Point placement records:
____________________

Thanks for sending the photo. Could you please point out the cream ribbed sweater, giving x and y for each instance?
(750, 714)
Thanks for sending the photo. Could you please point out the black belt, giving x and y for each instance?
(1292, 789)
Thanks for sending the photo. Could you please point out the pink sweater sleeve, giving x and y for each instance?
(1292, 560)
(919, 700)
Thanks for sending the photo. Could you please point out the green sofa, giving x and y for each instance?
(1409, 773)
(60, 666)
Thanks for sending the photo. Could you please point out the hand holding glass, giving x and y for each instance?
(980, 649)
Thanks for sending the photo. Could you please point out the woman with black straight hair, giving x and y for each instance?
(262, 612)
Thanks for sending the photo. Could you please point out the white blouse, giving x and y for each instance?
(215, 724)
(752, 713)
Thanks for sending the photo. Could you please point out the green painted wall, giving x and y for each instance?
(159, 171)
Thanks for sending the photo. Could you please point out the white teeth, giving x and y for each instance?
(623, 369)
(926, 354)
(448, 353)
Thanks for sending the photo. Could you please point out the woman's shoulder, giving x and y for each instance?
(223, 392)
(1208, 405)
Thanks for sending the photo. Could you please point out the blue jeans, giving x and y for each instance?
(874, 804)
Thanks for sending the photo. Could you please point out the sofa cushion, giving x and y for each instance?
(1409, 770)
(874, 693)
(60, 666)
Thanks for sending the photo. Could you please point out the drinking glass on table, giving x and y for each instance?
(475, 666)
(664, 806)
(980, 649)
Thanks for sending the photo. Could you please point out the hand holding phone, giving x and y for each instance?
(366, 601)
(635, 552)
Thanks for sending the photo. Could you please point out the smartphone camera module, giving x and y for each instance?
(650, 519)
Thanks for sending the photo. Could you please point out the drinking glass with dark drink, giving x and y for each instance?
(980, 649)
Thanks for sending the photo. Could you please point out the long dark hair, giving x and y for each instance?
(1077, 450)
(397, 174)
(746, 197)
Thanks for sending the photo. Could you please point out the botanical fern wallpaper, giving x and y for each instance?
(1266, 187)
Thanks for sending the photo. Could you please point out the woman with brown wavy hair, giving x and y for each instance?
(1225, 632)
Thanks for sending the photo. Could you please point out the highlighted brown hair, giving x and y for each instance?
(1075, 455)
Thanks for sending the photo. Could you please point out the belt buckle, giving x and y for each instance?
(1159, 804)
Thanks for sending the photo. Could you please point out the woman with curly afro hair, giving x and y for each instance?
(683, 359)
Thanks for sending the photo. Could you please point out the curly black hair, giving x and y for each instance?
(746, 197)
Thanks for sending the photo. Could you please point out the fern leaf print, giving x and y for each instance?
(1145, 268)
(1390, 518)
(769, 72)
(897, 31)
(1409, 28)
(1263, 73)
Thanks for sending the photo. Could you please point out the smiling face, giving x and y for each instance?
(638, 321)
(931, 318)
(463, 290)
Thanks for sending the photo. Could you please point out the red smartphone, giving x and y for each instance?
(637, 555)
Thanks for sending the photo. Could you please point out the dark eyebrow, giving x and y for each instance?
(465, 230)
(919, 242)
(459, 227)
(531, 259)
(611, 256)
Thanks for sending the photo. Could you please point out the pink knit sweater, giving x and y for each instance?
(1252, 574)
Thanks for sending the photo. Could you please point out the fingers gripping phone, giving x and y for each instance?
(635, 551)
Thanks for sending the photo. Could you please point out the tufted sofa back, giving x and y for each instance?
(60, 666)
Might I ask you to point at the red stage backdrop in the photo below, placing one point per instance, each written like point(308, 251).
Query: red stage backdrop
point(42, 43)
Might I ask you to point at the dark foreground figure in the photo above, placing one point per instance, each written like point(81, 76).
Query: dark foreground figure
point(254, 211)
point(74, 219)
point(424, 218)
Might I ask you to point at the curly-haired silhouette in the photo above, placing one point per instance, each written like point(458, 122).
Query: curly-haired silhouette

____________________

Task goal: Every line above should be written out again exactly as it stands.

Exercise output:
Thanks for sending the photo. Could you please point out the cream ribbed sweater, giving x and y for each instance?
(750, 714)
Thanks for sending the photo. Could you please point out the black belt, giving x and y for each instance?
(1292, 789)
Thanks for sending the photo. Could you please point out the pink sweater sleeve, giving x and y for each instance?
(1292, 560)
(919, 700)
Thanks for sending the photo. Could you please point out the green sofa, giving x and y for each instance?
(1409, 773)
(60, 666)
Thanks for sending the photo. Could you please point out the hand holding glass, giving x and y for each instance?
(980, 649)
Thanks for sending the photo. Could you please point out the woman with black straight hair, giving x and y for each instance?
(262, 612)
Thanks for sending the photo. Could you please point out the white blouse, giving x and y for each instance?
(215, 724)
(752, 713)
Thanks for sending the photo. Could you please point out the green painted wall, giving x and y for each instance?
(159, 171)
Thanks for sending the photo. Could you please point out the white teeth, giving x and y for each instance?
(623, 369)
(926, 354)
(448, 353)
Thanks for sending the photo. Could you please point out the woman's shoulder, giving x and y for each instance?
(223, 392)
(1208, 405)
Thanks for sending the photo. Could you please point out the blue jeans, giving x and y for each instance?
(874, 804)
Thanks for sending the photo. Could you please point out the sofa cushion, giving x and y for each instance?
(1409, 770)
(874, 693)
(60, 666)
Thanks for sending the photo. Could you please point out the drinking glass on table, giving x and y for each instance?
(475, 666)
(664, 806)
(980, 649)
Thanks for sending the photo. Could you please point out the hand holding phone, giving x and y for each instance?
(366, 601)
(635, 552)
Thanks for sending the photo. Could you please point out the smartphone camera module, giving x and y for each instance?
(650, 519)
Thanks for sending the photo. Could you please point out the drinking glass with dark drink, giving x and y for each instance?
(980, 649)
Thanks for sending the photo. Could you please point out the long dark hair, giving x and y for each instance?
(1077, 450)
(397, 174)
(746, 197)
Thanks for sending the photo. Could you please point out the botanical fern wallpaper, giving x and y for each instance?
(1266, 187)
Thanks for sending the photo. Could you please point out the woman with brown wavy hair, giving x and y for each instance?
(1225, 632)
Thanks for sending the photo. Could you please point out the highlighted brown hair, giving x and y for each instance?
(1075, 455)
Thanks for sending the photo. Could you please point out the belt buckle, giving x and y for each instance?
(1159, 804)
Thanks for sending the photo. Could you please point out the woman with curly afro hair, giving x and y for each instance?
(683, 359)
Thanks for sending the photo. Could you please point out the curly black hair, giving x and y for each instance?
(746, 197)
Thanks for sending the photo. Could you please point out the fern leaf print, giving x and y for each instance?
(1145, 268)
(1390, 518)
(769, 72)
(897, 31)
(1409, 28)
(1263, 73)
Thanks for sending the photo. Could you please point out the smiling face, giving x and y for each instance?
(638, 321)
(931, 318)
(463, 290)
Thanks for sending the photo. Could you please point out the red smartphone, giving x and y for each instance?
(637, 555)
Thanks for sending the photo. Could you please point out the dark eyebrow, giving x and y for each instance?
(465, 230)
(919, 242)
(459, 227)
(531, 259)
(611, 256)
Thanks for sending the photo. Could you please point out the pink knit sweater, giving x and y for each instance?
(1252, 574)
Thanks for sending the photo. Could you please point out the fingers gripping phone, giving x and y for each instance?
(635, 551)
Thanks for sending the photo. Could you please point out the tufted sofa back, giving x and y for each instance?
(60, 666)
Might I ask you to point at the red stage backdrop in the photo below, placing one point per instance, each written like point(308, 251).
Query: red stage backdrop
point(42, 43)
Might I ask you to point at the dark foreground figure in the photo above, placing one point per instance, each written like point(81, 76).
Query: dark foreground figure
point(254, 211)
point(74, 219)
point(424, 218)
Might I ask you to point at the curly-haired silhouette in the photo above, placing one point per instance, each written like point(458, 122).
Query: curly-haired silhouette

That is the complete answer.